Written request 1:
Answer these questions using the metal-detecting post.
(a) Which detector has the writer felt more confident with at this site lately?
(b) What extra step does the Equinox require to trace a target footprint?
(c) What left the aluminum slag at the site?

===== Extracted text =====

I have had success with both the Equinox and my Deus.  This site, unsurprisingly, is becoming more and more stingy and I have found that I am just more confident with the Deus here, lately, for some reason.  Can't explain it from a detector performance standpoint, because the Equinox has killed it here before.  The Deus in gold field or with pitch tones in discrimination mode just seems to give me a better "view" of the ground and with lots of junk iron, hot rocks, modern trash, and aluminum slag from a previous tractor engine explosion I need the instant feedback the signal modulate gives in terms of signal strength and target footprint.  The Equinox lacks this "feel" with its relatively un-modulated tones and requires the extra step of shifting into pinpoint mode to trace a target footprint to sift through large iron targets and large chunks of slag or aluminum cans.  The Equinox can obviously get it done here, but I am going with the hot hand, and that is XP for now..

===== Extracted data =====

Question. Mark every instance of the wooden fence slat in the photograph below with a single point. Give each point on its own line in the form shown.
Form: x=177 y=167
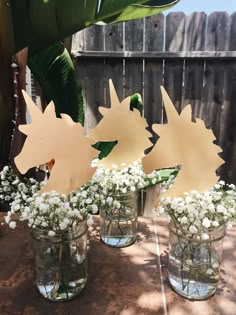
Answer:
x=154 y=33
x=114 y=68
x=196 y=63
x=229 y=130
x=213 y=98
x=217 y=31
x=228 y=142
x=94 y=76
x=133 y=82
x=232 y=40
x=194 y=70
x=173 y=73
x=153 y=76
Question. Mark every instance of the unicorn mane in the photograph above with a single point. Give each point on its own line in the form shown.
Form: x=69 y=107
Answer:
x=188 y=144
x=127 y=127
x=60 y=139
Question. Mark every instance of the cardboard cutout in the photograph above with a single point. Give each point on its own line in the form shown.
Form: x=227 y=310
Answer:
x=59 y=139
x=126 y=126
x=186 y=143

=====

Written request 2: Render the rows from the line containing "Question. Mark every instance of the cardboard" through the end of the rows as a numbered list, leaving out blank lines.

Correct answer 1:
(a) The Deus.
(b) Shifting into pinpoint mode.
(c) A previous tractor engine explosion.

Correct answer 2:
1. Question. Mark every instance of the cardboard cutout in the photograph above with a single point. Give each point on its own line in the form shown.
2. Form: x=227 y=310
3. Answer:
4. x=59 y=139
5. x=126 y=126
6. x=186 y=143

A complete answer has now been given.